:: GOAL ::
How many lines in the entries below contain the word "pipe"? Reply with only the number.

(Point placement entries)
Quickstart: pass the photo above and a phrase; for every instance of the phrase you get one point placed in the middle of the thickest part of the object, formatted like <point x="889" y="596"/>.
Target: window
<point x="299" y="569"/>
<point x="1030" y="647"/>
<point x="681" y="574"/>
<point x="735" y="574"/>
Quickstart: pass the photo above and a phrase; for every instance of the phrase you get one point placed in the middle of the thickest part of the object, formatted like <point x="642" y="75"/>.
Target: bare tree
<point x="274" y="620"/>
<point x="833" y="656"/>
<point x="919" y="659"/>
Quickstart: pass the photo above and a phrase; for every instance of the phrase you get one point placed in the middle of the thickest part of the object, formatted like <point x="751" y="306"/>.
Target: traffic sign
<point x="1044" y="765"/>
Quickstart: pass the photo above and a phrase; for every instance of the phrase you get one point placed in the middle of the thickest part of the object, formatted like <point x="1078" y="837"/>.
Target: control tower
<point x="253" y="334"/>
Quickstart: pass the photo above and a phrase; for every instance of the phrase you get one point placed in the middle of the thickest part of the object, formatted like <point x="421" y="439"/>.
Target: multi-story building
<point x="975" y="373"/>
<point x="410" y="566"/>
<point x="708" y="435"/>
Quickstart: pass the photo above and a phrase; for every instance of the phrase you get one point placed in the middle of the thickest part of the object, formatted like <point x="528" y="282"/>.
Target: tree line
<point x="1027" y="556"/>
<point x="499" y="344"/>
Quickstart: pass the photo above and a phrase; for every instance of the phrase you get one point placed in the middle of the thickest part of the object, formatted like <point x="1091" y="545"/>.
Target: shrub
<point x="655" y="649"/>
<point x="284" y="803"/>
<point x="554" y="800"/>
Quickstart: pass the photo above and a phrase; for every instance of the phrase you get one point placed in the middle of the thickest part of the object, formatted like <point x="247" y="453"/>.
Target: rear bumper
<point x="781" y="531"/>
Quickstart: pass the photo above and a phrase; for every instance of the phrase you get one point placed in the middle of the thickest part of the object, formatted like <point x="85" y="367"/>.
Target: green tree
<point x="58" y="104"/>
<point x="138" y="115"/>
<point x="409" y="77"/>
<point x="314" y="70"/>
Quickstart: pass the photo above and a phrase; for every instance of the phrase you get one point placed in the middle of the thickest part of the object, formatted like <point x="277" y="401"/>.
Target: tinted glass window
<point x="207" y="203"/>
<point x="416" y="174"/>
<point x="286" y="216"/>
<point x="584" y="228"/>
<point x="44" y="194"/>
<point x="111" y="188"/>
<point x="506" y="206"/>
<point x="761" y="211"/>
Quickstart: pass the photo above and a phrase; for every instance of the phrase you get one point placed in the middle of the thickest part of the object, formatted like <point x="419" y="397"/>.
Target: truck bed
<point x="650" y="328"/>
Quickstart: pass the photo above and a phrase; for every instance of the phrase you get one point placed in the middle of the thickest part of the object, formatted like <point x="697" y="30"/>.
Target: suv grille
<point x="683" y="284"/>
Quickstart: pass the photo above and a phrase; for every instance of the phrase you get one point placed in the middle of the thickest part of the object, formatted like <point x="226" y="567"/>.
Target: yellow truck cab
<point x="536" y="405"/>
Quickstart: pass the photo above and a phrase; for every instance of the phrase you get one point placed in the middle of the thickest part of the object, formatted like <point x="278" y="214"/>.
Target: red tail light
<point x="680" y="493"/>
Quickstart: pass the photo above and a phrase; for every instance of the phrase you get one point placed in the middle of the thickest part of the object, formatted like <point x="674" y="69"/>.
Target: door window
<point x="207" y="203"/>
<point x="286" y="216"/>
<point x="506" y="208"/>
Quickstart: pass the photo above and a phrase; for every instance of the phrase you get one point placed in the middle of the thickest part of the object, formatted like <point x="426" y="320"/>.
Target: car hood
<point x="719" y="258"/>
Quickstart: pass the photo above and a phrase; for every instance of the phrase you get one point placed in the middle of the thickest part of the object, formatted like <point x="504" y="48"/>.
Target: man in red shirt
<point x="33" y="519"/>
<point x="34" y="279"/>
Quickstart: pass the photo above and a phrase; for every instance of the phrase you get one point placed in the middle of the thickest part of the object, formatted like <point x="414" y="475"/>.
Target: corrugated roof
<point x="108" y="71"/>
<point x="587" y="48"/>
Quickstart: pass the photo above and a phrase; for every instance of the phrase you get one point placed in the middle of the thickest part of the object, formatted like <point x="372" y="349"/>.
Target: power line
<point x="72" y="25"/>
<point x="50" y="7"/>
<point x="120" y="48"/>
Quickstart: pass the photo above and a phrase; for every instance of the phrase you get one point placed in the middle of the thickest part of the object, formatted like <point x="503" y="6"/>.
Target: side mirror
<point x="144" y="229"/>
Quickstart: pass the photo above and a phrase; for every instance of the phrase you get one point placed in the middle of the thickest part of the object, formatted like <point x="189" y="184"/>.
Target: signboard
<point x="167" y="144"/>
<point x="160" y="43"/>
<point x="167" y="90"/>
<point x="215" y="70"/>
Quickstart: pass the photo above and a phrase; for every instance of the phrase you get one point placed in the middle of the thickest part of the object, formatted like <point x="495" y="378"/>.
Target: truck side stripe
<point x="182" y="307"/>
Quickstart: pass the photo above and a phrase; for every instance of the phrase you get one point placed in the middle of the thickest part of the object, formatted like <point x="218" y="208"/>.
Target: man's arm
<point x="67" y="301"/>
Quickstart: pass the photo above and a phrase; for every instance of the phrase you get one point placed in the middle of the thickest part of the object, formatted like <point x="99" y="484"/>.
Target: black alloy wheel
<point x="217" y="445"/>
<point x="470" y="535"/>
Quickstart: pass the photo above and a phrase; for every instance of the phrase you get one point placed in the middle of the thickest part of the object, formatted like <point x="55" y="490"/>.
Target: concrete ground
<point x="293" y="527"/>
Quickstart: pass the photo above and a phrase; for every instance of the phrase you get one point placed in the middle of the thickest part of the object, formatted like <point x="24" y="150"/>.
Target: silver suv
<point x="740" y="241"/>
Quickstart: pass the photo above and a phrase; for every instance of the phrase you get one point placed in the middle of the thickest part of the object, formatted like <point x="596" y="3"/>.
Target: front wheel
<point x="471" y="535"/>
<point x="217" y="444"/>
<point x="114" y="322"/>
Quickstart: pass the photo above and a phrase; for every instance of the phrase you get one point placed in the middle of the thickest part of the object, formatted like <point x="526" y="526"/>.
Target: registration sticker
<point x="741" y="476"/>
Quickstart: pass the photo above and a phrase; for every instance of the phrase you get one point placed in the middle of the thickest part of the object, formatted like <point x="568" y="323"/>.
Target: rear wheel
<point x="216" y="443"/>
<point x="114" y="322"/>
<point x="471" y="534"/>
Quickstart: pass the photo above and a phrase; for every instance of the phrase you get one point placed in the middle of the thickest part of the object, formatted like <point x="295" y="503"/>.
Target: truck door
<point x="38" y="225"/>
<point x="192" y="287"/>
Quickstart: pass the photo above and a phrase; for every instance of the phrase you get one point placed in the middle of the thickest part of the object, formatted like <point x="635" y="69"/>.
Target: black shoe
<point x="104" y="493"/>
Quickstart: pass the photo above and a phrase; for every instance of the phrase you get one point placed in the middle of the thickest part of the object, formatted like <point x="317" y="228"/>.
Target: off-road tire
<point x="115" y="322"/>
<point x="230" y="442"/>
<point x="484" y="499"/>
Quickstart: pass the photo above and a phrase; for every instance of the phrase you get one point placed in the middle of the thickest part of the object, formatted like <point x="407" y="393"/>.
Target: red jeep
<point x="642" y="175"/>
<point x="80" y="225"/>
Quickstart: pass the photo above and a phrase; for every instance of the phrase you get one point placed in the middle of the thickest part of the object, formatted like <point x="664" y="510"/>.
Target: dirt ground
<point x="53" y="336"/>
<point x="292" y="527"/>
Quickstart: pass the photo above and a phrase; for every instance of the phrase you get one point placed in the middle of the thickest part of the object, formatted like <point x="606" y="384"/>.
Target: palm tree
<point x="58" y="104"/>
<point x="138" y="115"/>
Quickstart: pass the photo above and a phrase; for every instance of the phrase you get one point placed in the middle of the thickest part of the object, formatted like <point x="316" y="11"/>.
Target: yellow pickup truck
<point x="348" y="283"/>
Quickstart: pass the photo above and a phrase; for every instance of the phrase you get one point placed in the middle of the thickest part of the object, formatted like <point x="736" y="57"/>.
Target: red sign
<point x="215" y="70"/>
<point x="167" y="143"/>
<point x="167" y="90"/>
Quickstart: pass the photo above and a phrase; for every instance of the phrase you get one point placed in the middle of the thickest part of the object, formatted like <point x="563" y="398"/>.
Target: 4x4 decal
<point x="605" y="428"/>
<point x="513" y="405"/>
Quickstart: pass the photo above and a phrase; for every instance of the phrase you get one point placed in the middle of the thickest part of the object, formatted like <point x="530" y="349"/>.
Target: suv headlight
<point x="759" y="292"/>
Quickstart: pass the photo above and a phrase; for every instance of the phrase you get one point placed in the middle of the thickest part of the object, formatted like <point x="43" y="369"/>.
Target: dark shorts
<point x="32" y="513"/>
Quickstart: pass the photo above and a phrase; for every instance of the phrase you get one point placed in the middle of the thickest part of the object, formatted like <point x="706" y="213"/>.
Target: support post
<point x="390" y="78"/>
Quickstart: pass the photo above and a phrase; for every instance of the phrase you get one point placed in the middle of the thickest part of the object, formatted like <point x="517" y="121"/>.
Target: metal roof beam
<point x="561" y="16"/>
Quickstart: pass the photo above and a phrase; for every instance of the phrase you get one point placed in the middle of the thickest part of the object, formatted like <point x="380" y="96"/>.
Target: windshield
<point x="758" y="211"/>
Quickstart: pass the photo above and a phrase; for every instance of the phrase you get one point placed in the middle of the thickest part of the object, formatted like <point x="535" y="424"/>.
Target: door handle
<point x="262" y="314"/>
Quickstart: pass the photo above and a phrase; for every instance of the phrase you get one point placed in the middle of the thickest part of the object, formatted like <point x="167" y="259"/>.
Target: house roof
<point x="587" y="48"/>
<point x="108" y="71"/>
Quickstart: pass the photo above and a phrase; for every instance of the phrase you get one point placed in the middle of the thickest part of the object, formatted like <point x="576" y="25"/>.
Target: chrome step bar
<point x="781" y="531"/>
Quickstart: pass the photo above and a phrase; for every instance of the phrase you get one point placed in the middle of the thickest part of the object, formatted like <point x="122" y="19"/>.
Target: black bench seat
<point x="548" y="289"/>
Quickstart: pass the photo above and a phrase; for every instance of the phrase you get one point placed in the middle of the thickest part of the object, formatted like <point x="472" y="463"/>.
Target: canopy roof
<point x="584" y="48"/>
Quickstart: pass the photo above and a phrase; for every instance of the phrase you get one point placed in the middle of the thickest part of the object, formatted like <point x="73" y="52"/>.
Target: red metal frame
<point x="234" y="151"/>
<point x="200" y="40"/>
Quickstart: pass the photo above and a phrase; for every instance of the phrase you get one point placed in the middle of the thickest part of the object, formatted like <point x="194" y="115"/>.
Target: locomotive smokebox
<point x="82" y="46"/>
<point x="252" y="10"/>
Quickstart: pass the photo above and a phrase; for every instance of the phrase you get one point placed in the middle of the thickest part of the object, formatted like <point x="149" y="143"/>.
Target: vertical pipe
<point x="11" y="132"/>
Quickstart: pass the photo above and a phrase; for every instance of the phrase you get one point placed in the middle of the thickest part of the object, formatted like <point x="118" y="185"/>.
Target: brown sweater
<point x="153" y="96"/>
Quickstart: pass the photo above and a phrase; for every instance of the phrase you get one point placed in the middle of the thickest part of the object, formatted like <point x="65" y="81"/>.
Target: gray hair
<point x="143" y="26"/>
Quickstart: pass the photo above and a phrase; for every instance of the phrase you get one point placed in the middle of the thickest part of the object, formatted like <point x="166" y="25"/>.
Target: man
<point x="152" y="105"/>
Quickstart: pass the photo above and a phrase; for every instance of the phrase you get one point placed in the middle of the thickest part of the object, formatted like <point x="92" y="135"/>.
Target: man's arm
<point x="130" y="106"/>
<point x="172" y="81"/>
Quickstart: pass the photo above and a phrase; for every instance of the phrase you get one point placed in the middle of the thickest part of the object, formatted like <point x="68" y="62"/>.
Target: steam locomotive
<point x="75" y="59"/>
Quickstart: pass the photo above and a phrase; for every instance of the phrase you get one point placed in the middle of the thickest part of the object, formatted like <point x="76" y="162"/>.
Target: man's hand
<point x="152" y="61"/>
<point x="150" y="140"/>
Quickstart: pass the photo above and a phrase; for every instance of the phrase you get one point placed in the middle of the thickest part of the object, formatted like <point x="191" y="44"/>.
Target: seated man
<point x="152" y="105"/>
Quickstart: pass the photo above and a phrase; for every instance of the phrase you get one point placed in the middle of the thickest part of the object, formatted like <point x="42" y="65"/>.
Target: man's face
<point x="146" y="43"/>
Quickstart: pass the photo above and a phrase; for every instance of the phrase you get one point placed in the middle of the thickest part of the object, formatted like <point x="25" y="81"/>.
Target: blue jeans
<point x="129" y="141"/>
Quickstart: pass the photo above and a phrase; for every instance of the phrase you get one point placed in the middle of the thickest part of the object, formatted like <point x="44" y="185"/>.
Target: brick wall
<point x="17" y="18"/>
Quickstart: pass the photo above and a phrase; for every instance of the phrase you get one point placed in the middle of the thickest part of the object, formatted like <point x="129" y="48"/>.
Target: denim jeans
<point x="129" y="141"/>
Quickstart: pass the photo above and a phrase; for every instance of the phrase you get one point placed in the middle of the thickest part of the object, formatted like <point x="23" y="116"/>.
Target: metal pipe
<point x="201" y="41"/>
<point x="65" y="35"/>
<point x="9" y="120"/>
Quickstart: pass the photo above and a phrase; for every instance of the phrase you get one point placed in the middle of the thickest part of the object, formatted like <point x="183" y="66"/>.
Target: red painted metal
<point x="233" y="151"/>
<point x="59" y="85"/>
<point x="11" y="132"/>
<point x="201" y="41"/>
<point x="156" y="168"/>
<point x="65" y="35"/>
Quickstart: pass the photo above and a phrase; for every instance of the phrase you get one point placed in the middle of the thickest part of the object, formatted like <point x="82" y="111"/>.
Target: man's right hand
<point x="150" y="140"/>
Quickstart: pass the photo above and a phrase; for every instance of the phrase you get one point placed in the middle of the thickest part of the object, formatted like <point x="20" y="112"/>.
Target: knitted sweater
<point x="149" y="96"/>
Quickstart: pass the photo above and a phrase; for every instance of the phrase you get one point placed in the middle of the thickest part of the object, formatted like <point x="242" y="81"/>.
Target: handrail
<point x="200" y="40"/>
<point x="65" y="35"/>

:: WRITTEN ANSWER ::
2